** Begin Source document **

Outraged at Outrage!!!

Outraged at Outrage!!!

Just kidding! But my internal interest meter has recently been drawn to articles about outrage for some reason. I’ve narrowed it down to two I liked best.
The first argues that “Outrage Mobs Might Be More Forgiving If They Believed in Hell.” Author Nathanael Blake spends time exploring the thought of Plato and Aristotle about character, as well as that of Jesus.
The second explores what geniuses in history got right but also so much they got wrong. Like Isaac Newton, one of the most influential scientists of all time who believed in Bible codes and alchemy. The article is a roundabout way of encouraging grace and humility:
Consider the debate over “outrage culture”. Most of this focuses on moral outrage. Some smart person says something we consider evil, and so we stop listening to her or giving her a platform. … I think there’s a similar phenomenon that gets less attention and is even less defensible—a sort of intellectual outrage culture. “How can you possibly read that guy when he’s said [stupid thing]?” I don’t want to get into defending every weird belief or conspiracy theory that’s ever been. … I just want to say it probably wasn’t as stupid as Bible codes. And yet, Newton.
Unfortunately for Some, ‘All Scripture Is Inspired …’
Every Bible reader has what is called a canon within the canon, meaning books and passages they come back to time and again, and therefore books and passages we never read. This is not the best way to read the Bible, but at least most of us still hold on to the whole Bible just in case someday we want to read the more uncomfortable passages.
Some readers have been more open about what they consider “real” Scripture. Like Thomas Jefferson, who ignored miraculous stories (including the Resurrection) from his New Testament and literally cut out and pasted into a new book those passages of the Gospels he found edifying, calling it The Life and Morals of Jesus of Nazareth. Or take the ancient heretic Marcion, who chopped away the whole Old Testament thinking it didn’t portray God well. Recently I’ve been made aware of a missionary Bible from the 19th century that edited the Scripture in a particularly pernicious way:
English missionaries seeking to convert enslaved Africans toiling in Britain’s Caribbean colonies around the beginning of the 19th century preached from Bibles that conveniently removed portions of the canonical text. They thought these sections, such as Exodus, the Book of Psalms, and the Book of Revelation, could instill in slaves a dangerous hope for freedom and dreams of equality.

** End Source document **

**Jobs**
1. In the post on outrage and edited Bibles, what title did Thomas Jefferson give the book he made from Gospel passages?
2. From the post on outrage and edited Bibles, extract word for word the part that opens with the words containing "Just kidding! But" and closes with "I liked best.".
3. Continue the post on outrage and edited Bibles from the point where it stops.

** Begin Dataset content **

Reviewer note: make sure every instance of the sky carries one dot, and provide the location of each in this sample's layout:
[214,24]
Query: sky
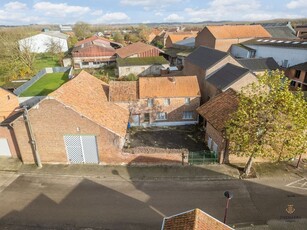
[24,12]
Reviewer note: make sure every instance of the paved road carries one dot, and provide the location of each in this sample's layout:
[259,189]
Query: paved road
[66,202]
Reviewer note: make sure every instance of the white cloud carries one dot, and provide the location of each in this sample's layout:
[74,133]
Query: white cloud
[297,4]
[173,18]
[15,6]
[60,9]
[97,13]
[113,17]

** End Dataset content **

**Expected results**
1. The Life and Morals of Jesus of Nazareth

2.
Just kidding! But my internal interest meter has recently been drawn to articles about outrage for some reason. I’ve narrowed it down to two I liked best.

3.
These are known as “Slave Bibles,” and one is on display at the Museum of the Bible in Washington, DC.
‘Better, Faster, Stronger’
Andy Crouch has wise things to say about a lot of topics, but when it comes to technology, he is at his wisest. Like this book review of Jacob Shatzer’s survey Transhumanism and the Image of God. But neither Crouch nor the Union University professor lets us off the hook by merely pointing out the problem with “those” transhumanists:
While Shatzer helpfully pushes back on transhumanism with this Christian perspective, his most helpful contribution is showing how all of us, very much including Christians, are already embracing habits of life—he calls them “liturgies of control”—that train us to accept the transhumanist promise of “better, faster, stronger” and, perhaps, “realer.”
These liturgies—the daily ways we choose virtual relationships over embodied ones or neglect the places we actually live for faraway or entirely imagined ones—make it all too possible that most Christians will offer no effective resistance to “better, faster, stronger” as it beckons us onward.
Perfecting the Free Throw
At least one group of people should be getting better at one skill: making free throws. As the NCAA March Madness Tournament comes to a conclusion, with many games being decided at the free-throw line, you may want to read (maybe during those interminable time-outs at the end of these games) “Free Throws Should Be Easy. Why Do Basketball Players Miss?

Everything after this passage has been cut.